Tasks to complete:
a) According to the article on the Honda and GM battery collaboration, on what date did the two companies agree to work together?
b) List every geographic name that appears in the article on the Honda and GM battery collaboration.
c) Continue the article on the Honda and GM battery collaboration from the point where it stops.

The companies will collaborate based on GM's next-generation battery system
TOKYO—Honda Motor Co. of Japan and U.S. automaker General Motors Co. agreed June 7 to work together in developing batteries for electric vehicles, mainly for the North American market.
The companies will collaborate based on GM’s next-generation battery system, both sides said. That will allow both manufacturers to continue to keep distinct products, while saving on costs for customers, they said.
Detroit-based GM and Tokyo-based Honda already work together on fuel cell vehicles, which are zero-emission and run on the power created when hydrogen fuel combines with oxygen in the air to produce water.
They have a manufacturing joint venture to produce a hydrogen fuel cell system in 2020, including trying to make fuel cells and hydrogen storage more affordable.
They also both have electric vehicles in their model lineup.

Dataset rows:
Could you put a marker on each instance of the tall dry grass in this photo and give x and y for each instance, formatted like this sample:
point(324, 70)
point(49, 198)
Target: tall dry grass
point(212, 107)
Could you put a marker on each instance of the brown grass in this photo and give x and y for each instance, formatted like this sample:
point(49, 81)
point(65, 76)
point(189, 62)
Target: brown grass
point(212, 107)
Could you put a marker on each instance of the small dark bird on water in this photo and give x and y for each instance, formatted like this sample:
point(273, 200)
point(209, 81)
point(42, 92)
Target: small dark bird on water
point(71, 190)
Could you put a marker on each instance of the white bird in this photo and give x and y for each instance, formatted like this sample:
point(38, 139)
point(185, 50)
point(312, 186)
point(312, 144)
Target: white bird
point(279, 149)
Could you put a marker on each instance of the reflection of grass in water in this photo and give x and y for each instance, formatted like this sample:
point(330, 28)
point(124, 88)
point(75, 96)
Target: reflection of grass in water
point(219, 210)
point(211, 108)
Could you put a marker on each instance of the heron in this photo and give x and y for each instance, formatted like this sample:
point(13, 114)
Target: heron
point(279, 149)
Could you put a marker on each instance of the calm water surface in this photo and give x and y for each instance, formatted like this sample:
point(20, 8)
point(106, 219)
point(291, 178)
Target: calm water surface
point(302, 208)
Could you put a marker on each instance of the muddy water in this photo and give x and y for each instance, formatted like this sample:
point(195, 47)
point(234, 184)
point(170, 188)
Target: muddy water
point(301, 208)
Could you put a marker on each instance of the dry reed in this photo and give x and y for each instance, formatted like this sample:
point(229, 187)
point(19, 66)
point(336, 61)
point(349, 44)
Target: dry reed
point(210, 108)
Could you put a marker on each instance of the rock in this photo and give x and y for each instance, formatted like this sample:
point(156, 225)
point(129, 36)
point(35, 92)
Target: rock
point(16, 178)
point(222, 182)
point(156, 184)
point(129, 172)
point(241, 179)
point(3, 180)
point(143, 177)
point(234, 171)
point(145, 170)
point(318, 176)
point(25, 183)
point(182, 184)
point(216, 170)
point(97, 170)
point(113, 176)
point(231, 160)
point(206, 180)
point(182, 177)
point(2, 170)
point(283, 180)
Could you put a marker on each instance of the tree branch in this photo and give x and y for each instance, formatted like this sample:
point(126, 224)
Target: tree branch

Expected results:
a) June 7

b) Tokyo, Japan, U.S., North American (market), Detroit

c)
Pressure is growing on automakers to become more environmentally friendly as well as develop other technology for vehicles such as semi-autonomous driving.
Nissan Motor Co., one of the leaders in electric vehicles, is working with partner Renault SA of France on electric vehicle technology, while Toyota Motor Corp. is working with Japanese rival Mazda Motor Corp.
“This new, multiyear agreement with Honda further demonstrates General Motors’ capability to innovate toward a profitable electric portfolio,” said Mark Reuss, General Motors executive vice-president.